◆ **TASK TO CARRY OUT**
Search the material below for the string "scan". Return every line that holds it.

BEGIN

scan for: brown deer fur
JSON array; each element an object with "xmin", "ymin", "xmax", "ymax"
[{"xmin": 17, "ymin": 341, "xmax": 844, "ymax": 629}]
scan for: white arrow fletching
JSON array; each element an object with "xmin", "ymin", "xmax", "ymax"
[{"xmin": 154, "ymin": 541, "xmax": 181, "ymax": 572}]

END

◆ **TASK SOLUTION**
scan for: brown deer fur
scan for: white arrow fletching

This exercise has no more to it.